(Problem to work on)
Your task is to output the entries below word for word.

(Coordinate annotation entries)
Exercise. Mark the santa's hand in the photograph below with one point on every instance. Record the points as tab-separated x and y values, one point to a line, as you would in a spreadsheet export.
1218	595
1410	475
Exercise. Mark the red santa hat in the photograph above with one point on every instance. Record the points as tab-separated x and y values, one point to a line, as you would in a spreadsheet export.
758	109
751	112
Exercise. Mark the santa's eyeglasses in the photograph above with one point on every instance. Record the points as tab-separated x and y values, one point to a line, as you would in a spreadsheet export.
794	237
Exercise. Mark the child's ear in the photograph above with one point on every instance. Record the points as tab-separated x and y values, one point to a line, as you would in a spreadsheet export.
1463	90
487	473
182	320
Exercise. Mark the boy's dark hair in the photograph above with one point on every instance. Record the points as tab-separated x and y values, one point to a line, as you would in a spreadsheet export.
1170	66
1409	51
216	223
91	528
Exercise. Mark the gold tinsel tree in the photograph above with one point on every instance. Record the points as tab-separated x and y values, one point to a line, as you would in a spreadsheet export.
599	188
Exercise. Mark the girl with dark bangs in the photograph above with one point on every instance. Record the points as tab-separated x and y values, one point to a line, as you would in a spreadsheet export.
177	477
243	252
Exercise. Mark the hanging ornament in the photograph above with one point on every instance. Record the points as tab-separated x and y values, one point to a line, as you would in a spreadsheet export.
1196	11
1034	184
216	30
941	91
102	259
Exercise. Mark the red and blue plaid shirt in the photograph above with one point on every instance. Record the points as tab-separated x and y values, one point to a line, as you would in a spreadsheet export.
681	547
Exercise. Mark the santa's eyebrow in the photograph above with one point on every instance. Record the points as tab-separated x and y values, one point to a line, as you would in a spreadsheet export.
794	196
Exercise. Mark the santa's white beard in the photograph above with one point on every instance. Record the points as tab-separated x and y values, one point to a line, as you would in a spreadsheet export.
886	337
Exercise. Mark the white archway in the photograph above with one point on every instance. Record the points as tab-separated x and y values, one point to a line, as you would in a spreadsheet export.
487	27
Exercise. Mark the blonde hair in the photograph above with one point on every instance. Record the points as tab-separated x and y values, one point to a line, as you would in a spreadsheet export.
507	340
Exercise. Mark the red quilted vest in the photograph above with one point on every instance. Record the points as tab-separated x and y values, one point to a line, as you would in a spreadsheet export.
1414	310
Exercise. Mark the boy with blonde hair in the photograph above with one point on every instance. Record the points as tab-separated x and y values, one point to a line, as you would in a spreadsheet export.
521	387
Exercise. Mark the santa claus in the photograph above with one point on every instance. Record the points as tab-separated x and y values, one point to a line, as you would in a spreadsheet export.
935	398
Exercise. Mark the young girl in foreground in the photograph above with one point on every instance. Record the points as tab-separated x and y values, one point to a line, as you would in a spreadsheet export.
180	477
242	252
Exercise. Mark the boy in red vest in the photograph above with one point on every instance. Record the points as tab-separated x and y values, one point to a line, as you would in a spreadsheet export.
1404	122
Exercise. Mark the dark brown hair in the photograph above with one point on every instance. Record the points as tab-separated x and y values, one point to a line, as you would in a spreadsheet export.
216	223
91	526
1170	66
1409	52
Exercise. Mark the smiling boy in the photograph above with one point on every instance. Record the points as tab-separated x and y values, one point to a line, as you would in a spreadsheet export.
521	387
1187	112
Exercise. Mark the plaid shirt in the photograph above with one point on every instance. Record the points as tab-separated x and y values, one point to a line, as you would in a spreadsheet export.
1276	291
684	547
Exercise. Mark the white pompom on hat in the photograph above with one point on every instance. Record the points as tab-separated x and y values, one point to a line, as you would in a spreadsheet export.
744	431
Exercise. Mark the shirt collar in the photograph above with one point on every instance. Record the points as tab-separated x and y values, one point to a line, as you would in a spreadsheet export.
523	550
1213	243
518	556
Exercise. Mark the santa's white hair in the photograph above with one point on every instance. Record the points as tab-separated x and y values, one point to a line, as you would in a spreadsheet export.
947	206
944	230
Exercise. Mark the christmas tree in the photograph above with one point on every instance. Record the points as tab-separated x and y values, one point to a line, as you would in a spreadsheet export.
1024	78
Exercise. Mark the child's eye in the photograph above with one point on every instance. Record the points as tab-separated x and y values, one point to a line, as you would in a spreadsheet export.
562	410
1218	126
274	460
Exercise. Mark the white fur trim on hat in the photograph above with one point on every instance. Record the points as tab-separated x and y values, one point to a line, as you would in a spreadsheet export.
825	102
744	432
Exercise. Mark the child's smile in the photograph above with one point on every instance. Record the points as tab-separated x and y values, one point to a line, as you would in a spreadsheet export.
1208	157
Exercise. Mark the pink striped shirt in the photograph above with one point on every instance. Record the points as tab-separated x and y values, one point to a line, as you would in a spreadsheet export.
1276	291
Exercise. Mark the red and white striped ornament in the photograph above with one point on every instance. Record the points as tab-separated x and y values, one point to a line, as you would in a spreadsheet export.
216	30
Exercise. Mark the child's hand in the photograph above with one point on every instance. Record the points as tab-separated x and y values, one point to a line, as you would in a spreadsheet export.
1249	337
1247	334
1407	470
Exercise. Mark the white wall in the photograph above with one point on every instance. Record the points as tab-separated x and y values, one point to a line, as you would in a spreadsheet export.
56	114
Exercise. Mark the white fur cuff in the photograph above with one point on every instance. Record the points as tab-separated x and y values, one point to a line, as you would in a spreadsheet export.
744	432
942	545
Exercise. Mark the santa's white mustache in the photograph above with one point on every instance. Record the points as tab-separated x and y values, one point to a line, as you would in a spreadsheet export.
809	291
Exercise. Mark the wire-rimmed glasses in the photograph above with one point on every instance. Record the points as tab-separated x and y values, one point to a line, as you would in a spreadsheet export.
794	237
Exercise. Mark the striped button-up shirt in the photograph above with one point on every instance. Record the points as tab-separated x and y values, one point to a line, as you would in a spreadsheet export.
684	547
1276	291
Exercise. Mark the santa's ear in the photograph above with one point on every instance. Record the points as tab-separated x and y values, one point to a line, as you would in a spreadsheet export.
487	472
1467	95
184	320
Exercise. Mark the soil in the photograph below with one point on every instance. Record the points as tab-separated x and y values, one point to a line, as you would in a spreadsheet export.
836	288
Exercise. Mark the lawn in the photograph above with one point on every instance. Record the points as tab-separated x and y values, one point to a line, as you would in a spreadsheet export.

(Solution)
Exercise. Mark the santa's hand in the photograph below with one point on every instance. Record the points as tab-separated x and y values, one point to a line, as you would in a spreadsheet export.
1218	595
1410	475
Exercise. Mark the red santa hat in the photograph above with one point on every instance. Record the points as tab-separated x and y values, one point to a line, as you would in a spreadsheet export.
758	109
751	112
Exercise. Mark the santa's eyeglasses in the photograph above with one point on every instance. Record the points as tab-separated x and y values, one point to a line, as you would in a spreadsheet export.
794	237
Exercise. Mark the child's ear in the photograph above with one point on every instance. Record the points as tab-separated x and y values, one point to a line, as you would in a spreadsheet export.
1463	90
487	473
182	320
Exercise. Mark the boy's dark hair in the photograph above with one point on every instance. Record the points as tab-separated x and y values, one point to a line, as you would in a spreadsheet export.
1170	66
1409	51
216	223
91	528
Exercise. Mark the gold tinsel tree in the photograph above with one point on every instance. Record the points as tab-separated x and y values, one point to a line, as you would in a spreadsheet export.
599	188
Exercise. Mark the girl with dark bangs in the photograph above with one point on every instance. Record the points as tab-separated x and y values, one point to a line, as you would in a spreadsheet export.
177	477
243	252
Exercise. Mark the hanging ornament in the photograph above with one point on every instance. Record the points as tab-separated x and y values, one point to a line, as you would in a spreadsheet export.
1196	11
1034	184
216	30
941	91
102	259
Exercise. Mark the red and blue plaid shirt in the photograph above with one point on every instance. Record the points as tab-separated x and y values, one point to a line, as you would in a spreadsheet export.
681	547
Exercise. Mark the santa's eyebrow in the photograph above with one point on every instance. Record the points as tab-separated x and y values, one point to a line, as you would in a spreadsheet export.
794	196
Exercise. Mark the santa's white beard in the photograph above with one point on every instance. Record the points as tab-separated x and y values, one point to a line, as you would in a spreadsheet export.
886	337
Exercise. Mark the white archway in the photograph above with one point on every instance. Record the points as tab-separated x and y values, one point to a line, as you would in a spreadsheet export.
487	27
Exercise. Mark the blonde hair in the photograph above with one point on every instance. Record the points as tab-separated x and y values, one point to a line, as you would in a spreadsheet export.
507	340
Exercise. Mark the red quilted vest in the photograph above with one point on every instance. Record the points as tab-separated x and y values, one point to a line, as you would in a spreadsheet export.
1414	310
Exercise. Mark the boy with blonde hair in the photograph above with one point on every instance. Record the points as tab-separated x and y values, one point to a line, as you would in a spreadsheet export.
521	387
Exercise. Mark the santa claus in the photograph above with one point on every instance. Record the points as tab-separated x and y values, one point to a line, as you would in a spreadsheet export.
935	398
Exercise. Mark the young girl in foreground in the photograph above with one point on every instance. Record the points as tab-separated x and y values, one point to a line, as you would in a spreadsheet export.
180	477
242	252
Exercise. Mark the boy in red vest in the photograph above with one point on every instance. Record the points as tab-separated x and y values, one point to a line, as you would in a spreadsheet export.
1404	122
Exercise. Mark the dark brown hair in the photograph above with one point on every instance. Record the points as tab-separated x and y values, one point to a line, as you would in a spreadsheet export.
216	223
91	526
1170	66
1409	52
Exercise. Mark the smiling boy in the photograph above with one point on every instance. Record the points as tab-separated x and y values, one point to a line, as you would in a spreadsheet export.
521	387
1187	112
Exercise. Mark the plaid shirt in the photograph above with one point on every instance. Record the points as tab-separated x and y values, one point to a line, as you would in a spreadsheet export.
1276	291
684	547
Exercise. Mark the white pompom on hat in the photograph above with one point on every instance. Record the points as tab-separated x and y values, one point to a line, as you would in a spreadsheet export.
744	431
Exercise. Mark the shirt collar in the photograph above with one point on every instance. Record the points as tab-separated x and y values, one point to a line, as you would in a spreadsheet export.
523	550
1213	243
518	556
Exercise. Mark the santa's white hair in the photograph above with one point on every instance. Record the points as tab-separated x and y values, one point to a line, as you would in a spreadsheet export.
947	206
944	230
Exercise. Mark the christmas tree in the photograph above with one point on every instance. Record the points as tab-separated x and y values, one point to a line, as you would in a spreadsheet export.
1024	78
Exercise. Mark the child's eye in the photograph above with one point on every instance. Record the points as tab-separated x and y values, one point to a line, as you would in a spreadsheet export.
562	410
1218	126
274	460
Exercise. Mark the white fur trim on hat in the photograph above with one point on every instance. Record the points as tab-separated x and y values, one point to a line, as you would in a spreadsheet export.
825	102
744	432
Exercise. Mark the child's smile in the photograph above with one point on every instance. Record the points as tab-separated x and y values, one point to a line, as you would in a spreadsheet export.
1208	157
Exercise. Mark the pink striped shirt in the photograph above with one point on every instance. Record the points as tab-separated x and y values, one point to a line, as you would in a spreadsheet export.
1276	291
Exercise. Mark the red and white striped ornament in the photograph above with one point on every instance. Record the points as tab-separated x and y values, one point to a line, as you would in a spreadsheet export.
216	30
Exercise. Mark the child's hand in the photograph above with one point on every instance. Record the points as tab-separated x and y values, one point to a line, as you would in a spreadsheet export.
1249	337
1247	334
1407	470
Exercise. Mark the white wall in the photograph above with one point on every instance. Record the points as tab-separated x and y values, one point to a line, as you would in a spreadsheet export.
56	114
Exercise. Mark the white fur cuff in the photograph above with one point on every instance. Record the points as tab-separated x and y values, one point to a line, as you would in a spreadsheet export.
744	432
942	545
Exercise. Mark the santa's white mustache in the photograph above with one point on every instance. Record the points as tab-separated x and y values, one point to a line, as you would in a spreadsheet export.
809	291
Exercise. Mark the wire-rimmed glasses in the photograph above with one point on every instance. Record the points as tab-separated x and y values, one point to a line, as you would in a spreadsheet export.
794	237
Exercise. Mark the striped button-up shirt in the photograph above with one point on every instance. Record the points as tab-separated x and y values, one point to a line, as you would in a spreadsheet export.
684	547
1276	291
Exercise. Mark the santa's ear in the photograph above with one point on every instance. Record the points as tab-separated x and y values, one point to a line, as you would in a spreadsheet export.
487	472
1467	95
184	320
Exercise. Mark the soil in the photograph below with one point on every instance. Record the points as tab-separated x and y values, one point to a line, as you would in a spreadsheet export.
836	288
Exercise. Mark the lawn in the photograph above with one point on every instance. Record the points as tab-separated x and y values, one point to a line, as you would in a spreadsheet export.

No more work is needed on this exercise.